*EXTRAIT CHOISI*:
À la fin des années soixante, les immenses efforts de la reine Kossomak et le talent de la princesse, soutenus par le Prince Sihanouk, auront porté le Ballet royal à un niveau de proche de la perfection. Les danseuses bénéficient des conditions matérielles idéales pour s’entrainer. L’enseignement dispensé par l’école des beaux arts permet d’assurer la relève et la pérennité du Ballet.
L’avenir de la danse classique, mais aussi de l’ensemble des arts khmers, semble prometteur. Le sourire de la belle danseuse étoile montre un bonheur qu’on aurait voulu éternel. Elle a porté l’interprétation de la danse Apsara a un niveau jamais atteint, Son Altesse Royale la princesse Buppha Devi a toutes les raisons d’être heureuse. De son côté, le royaume continue de vivre sous la douceur du Sangkum. Les réformes lancées par le prince et appuyées par les puissances occidentales ont porté leurs fruits. Le Cambodge reste un pays rizicole, mais l’agriculture se diversifie et permet de nourrir ses 5 millions d’habitants.
Pourtant, cela ne va pas durer. Dans la péninsule indochinoise, les conflits meurtriers se rapprochent. Le Cambodge a une politique de neutralité, mais le vacarme des bombes qui tombent sur le Vietnam en guerre avec les États-Unis est décidément trop proche des frontières du royaume. Après la bataille de Den Bien Phu en 1954, les Français se retirent du Vietnam. En 1955, les Américains sont déjà présents et la guérilla contre les Vietnamiens du Nord, appelés aussi Viêt-Cong, va s’intensifier au point de devenir une guerre totale dès la fin des années 50.

*EXERCICES À RÉALISER*:
(a) Reformulez sous forme de liste le paragraphe de l'extrait sur le Ballet royal qui commence par « L'avenir de la danse classique », en conservant ses faits principaux.
(b) Rédigez la suite de l'extrait sur le Ballet royal à partir de sa dernière phrase.
Les entrées ne sont pas nécessaires pour ce travail.

*DONNÉES ENREGISTRÉES*:
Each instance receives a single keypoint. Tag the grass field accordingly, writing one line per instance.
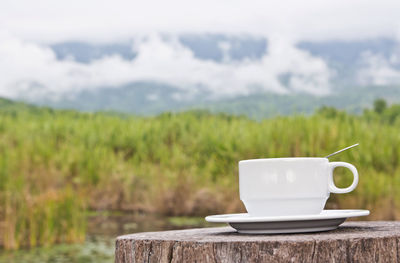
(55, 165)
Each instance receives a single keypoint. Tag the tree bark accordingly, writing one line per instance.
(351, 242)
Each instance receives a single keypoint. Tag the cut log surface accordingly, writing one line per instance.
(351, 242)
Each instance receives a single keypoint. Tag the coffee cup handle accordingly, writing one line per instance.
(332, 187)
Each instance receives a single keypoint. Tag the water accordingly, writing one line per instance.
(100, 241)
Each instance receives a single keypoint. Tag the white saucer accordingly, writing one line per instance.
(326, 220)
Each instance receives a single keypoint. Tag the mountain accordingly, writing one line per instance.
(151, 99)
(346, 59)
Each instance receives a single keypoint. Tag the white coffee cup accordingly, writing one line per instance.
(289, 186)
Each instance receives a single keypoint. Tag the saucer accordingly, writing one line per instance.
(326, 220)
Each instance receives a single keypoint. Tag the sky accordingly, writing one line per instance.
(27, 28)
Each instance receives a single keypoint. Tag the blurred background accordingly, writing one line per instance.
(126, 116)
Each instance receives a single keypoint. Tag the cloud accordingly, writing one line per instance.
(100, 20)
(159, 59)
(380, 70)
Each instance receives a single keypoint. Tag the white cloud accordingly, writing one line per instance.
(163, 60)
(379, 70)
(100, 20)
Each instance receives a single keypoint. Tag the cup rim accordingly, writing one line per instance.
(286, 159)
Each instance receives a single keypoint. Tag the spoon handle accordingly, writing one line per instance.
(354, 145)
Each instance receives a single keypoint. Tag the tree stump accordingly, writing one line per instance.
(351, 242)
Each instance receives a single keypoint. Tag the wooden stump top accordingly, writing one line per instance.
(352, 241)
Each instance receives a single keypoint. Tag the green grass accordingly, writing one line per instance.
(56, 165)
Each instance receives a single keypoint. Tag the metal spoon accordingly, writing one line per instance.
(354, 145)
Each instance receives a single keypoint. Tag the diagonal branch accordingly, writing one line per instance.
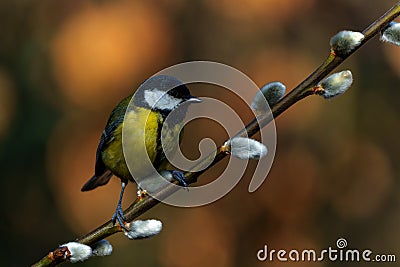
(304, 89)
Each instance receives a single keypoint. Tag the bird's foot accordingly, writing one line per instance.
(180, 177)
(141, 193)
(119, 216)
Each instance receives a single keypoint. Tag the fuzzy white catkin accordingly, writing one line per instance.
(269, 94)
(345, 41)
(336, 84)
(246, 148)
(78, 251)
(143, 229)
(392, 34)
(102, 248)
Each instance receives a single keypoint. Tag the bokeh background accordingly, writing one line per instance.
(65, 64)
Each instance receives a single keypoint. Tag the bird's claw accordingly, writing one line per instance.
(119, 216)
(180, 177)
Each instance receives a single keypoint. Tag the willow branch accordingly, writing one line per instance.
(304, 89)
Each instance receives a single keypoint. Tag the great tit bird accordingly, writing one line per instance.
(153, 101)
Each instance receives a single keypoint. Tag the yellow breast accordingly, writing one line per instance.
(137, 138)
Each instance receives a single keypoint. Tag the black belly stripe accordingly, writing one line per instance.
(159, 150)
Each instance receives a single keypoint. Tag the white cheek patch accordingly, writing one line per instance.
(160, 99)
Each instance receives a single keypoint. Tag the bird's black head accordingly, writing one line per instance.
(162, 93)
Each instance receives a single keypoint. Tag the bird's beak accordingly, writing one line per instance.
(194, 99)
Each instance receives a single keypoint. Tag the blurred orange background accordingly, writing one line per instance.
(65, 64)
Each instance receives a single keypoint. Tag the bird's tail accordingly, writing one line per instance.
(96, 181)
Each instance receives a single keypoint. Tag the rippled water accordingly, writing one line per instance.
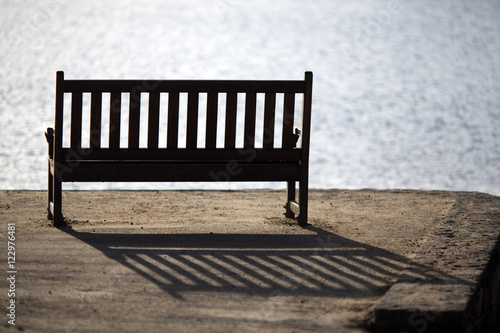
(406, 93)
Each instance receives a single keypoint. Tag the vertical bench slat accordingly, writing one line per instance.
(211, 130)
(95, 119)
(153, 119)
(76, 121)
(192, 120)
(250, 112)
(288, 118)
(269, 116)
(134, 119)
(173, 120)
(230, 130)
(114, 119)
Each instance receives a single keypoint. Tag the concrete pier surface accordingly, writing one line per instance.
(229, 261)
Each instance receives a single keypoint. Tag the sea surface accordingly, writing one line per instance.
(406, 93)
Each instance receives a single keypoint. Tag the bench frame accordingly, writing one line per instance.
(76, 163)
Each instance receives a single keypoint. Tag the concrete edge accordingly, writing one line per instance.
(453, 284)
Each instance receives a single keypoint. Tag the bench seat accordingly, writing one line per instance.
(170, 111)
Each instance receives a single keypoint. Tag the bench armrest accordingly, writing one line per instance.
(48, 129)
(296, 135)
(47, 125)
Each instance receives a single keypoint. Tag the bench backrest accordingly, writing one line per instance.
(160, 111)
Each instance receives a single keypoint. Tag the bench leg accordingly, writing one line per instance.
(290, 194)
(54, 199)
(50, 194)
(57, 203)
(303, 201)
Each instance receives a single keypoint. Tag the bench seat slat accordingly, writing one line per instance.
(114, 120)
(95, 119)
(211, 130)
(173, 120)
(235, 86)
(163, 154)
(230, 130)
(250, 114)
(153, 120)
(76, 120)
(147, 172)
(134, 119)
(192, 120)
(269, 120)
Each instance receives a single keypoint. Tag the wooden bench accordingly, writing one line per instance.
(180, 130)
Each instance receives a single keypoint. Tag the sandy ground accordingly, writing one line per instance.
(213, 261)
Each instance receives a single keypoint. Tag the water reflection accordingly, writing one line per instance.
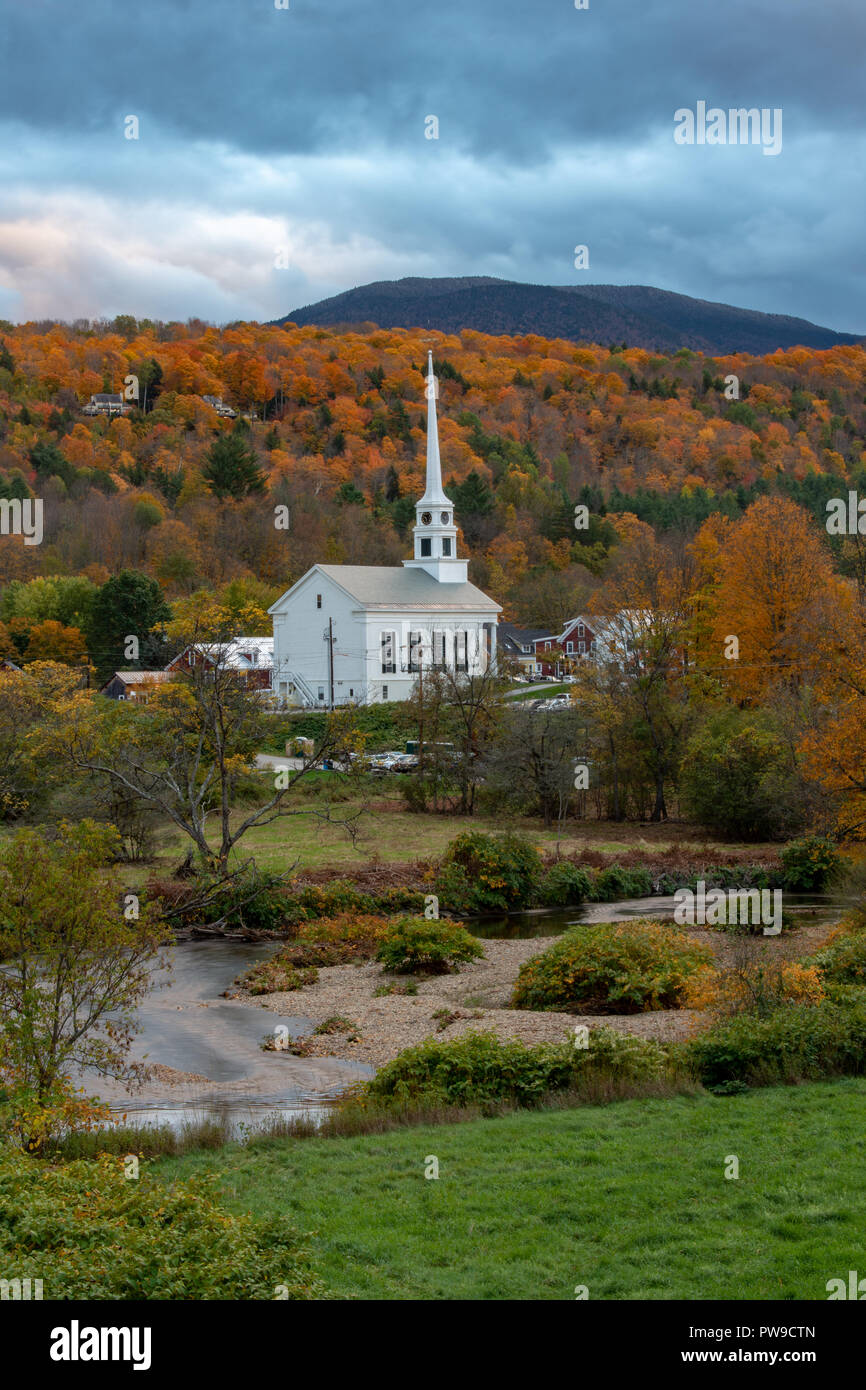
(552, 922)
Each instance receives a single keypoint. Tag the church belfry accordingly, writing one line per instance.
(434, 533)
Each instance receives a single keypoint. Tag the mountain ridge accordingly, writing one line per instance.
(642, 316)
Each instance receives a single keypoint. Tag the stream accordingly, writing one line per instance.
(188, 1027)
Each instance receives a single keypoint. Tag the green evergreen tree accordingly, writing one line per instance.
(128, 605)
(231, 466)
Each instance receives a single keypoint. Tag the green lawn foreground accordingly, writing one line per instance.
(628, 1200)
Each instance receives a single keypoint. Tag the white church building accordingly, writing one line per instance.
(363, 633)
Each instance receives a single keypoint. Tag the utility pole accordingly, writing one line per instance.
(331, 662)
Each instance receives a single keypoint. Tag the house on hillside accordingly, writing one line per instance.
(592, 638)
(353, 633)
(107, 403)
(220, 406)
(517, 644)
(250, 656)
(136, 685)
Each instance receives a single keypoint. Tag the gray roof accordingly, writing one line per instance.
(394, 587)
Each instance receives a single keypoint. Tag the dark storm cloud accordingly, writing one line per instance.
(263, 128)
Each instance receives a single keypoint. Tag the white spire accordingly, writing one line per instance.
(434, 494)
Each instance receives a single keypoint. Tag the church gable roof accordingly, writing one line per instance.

*CORRIGÉ PAR EXERCICE*:
(a)
- L'avenir de la danse classique et de l'ensemble des arts khmers semble prometteur.
- Son Altesse Royale la princesse Buppha Devi, danseuse étoile, a porté l'interprétation de la danse Apsara à un niveau jamais atteint et a toutes les raisons d'être heureuse.
- Le royaume continue de vivre sous la douceur du Sangkum.
- Les réformes lancées par le prince et appuyées par les puissances occidentales ont porté leurs fruits.
- Le Cambodge reste un pays rizicole, mais son agriculture se diversifie et permet de nourrir ses 5 millions d'habitants.

(b)
En 1969, le président américain Nixon lance l’opération de bombardement appelée « Menu ». Le leader américain prétend que des troupes vietnamiennes stationnent sur le sol cambodgien et décide de bombarder massivement les régions frontalières.
« Cette campagne de bombardement restera très contestée, mais les bombes seront bien réelles. 2.756.000 tonnes d’explosifs sont larguées sur le Cambodge. Les paysans fuient alors les campagnes pour se réfugier dans les villes »
Et alors, dans les campagnes, une autre menace se profile à l’horizon : les Khmers rouges de Pol Pot. En 1970, le prince Sihanouk est victime d’un coup d’État. Le général Lon Nol prend le pouvoir et les affrontements de l’armée régulière contre les Khmers rouges se rapprochent de Phnom Penh. Alors que la marche des Khmers rouges sur la capitale devient inquiétante, les ambassades occidentales ferment, les américains évacuent leurs ressortissants, des milliers de Cambodgiens affluent vers la capitale, des milliers d’autres partent en exil.
La chute de Phnom Penh
Le 17 avril 1975, les Khmers rouges ont vaincu l’armée de Long Nol et entrent dans Phnom Penh, ils sont d’abord accueillis comme libérateurs par la population traumatisée par les bombardements et cinq ans de guerre civile.
Mais très vite, l’enthousiasme retombe. Les soldats de Pol Pot, le leader khmer rouge, ordonnent à tous les habitants de faire leurs bagages et d’évacuer la ville. Les citadins sont stupéfaits, ceux qui refusent de partir sont exécutés. Le royaume va alors ouvrir l’une des plages les plus longues et les plus sombres de son histoire. Le régime khmer rouge va durer jusqu’en 1979.
La fin des artistes
Sous prétexte d’une idéologie révolutionnaire et souhaitant voir l’émergence d’un homme nouveau, les leaders khmers rouges vont persécuter sans relâche les intellectuels, les bourgeois, et les artistes. Bien que la sœur même du leader Pol Pot fût une danseuse du ballet royal, elles ne seront pas épargnées, bien au contraire. Elles seront déportées, humiliées, torturées, jetées sur les routes dès avril 1975, condamnées à mourir de faim et de fatigue dans les camps de travaux forcés. Sous ce régime meurtrier, les membres de la famille royale sont contraints à l’exil. La princesse Buppha Devi devra s’exiler en Chine. Sa grand-mère, qui représentait tant pour la jeune artiste, meurt à Pékin onze jours après la chute de Phnom Penh.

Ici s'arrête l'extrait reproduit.